• DOCUMENT EXTRACT
---

Jan. 8 (UPI) -- The cost of treating a person with two or more non-communicable diseases, or comorbidities, is more expensive than treating the same diseases individually, a study says.
During a seven-year period, 59 percent of publicly-funded health spending in New Zealand went to treat non-communicable disease, and nearly 24 percent of that went to treat comorbidities. The findings were published Tuesday in PLOS Medicine.
"There is a surprising lack of disease-attributed costing studies involving multiple diseases at once," the authors wrote in the study.
The numbers come from a national healthcare database -- including data on hospitalization, outpatient, pharmaceutical, laboratory and primary care -- that showed New Zealand spent $26.4 billion on 18.9 million person-years.
The cost of treating chronic kidney disease, musculoskeletal disease or diabetes stood out most, ranging from $13,000 to $30,000.
Globally, the World Health Organization estimates that the global gross domestic product spent on healthcare was $7.2 trillion in 2015.

---

• EXERCISE DATA

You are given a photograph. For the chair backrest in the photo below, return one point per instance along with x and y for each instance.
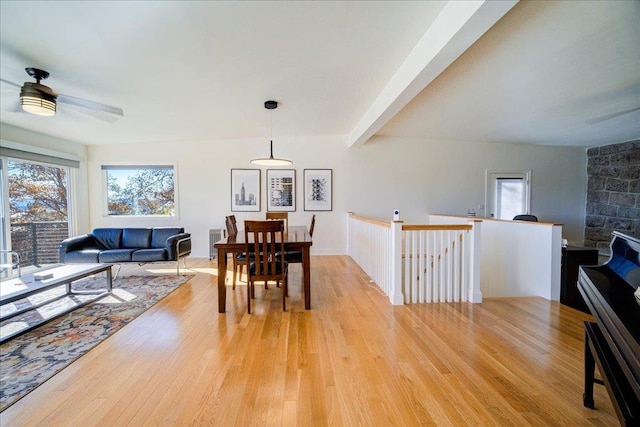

---

• TASK SET
A – Please answer these questions from the article on comorbidity costs in New Zealand:
(i) In which journal were the findings published?
(ii) How much did New Zealand spend according to the national healthcare database, and over how many person-years?
(iii) Which three diseases stood out most for treatment cost?
B – Write the next paragraph of the article on comorbidity costs in New Zealand, picking up after its final sentence.

• OUTPUTS FOR THE TASKS
A –
(i) PLOS Medicine.
(ii) $26.4 billion on 18.9 million person-years.
(iii) Chronic kidney disease, musculoskeletal disease and diabetes, with costs ranging from $13,000 to $30,000.

B –
"Governments and health systems managers and funders can improve planning and prioritization knowing where the money goes," the authors wrote.
The study says that comorbidities affect young people more than older people, but they're not quite sure why that's the case.
"Whilst we have no direct evidence, it seems plausible that young people with comorbidities might be treated more aggressively than old people with comorbidities or perhaps that young people with comorbidities have more severe disease than their younger counterparts with just one disease," the authors wrote. "Further research to understand this age variation in comorbidity expenditure is warranted."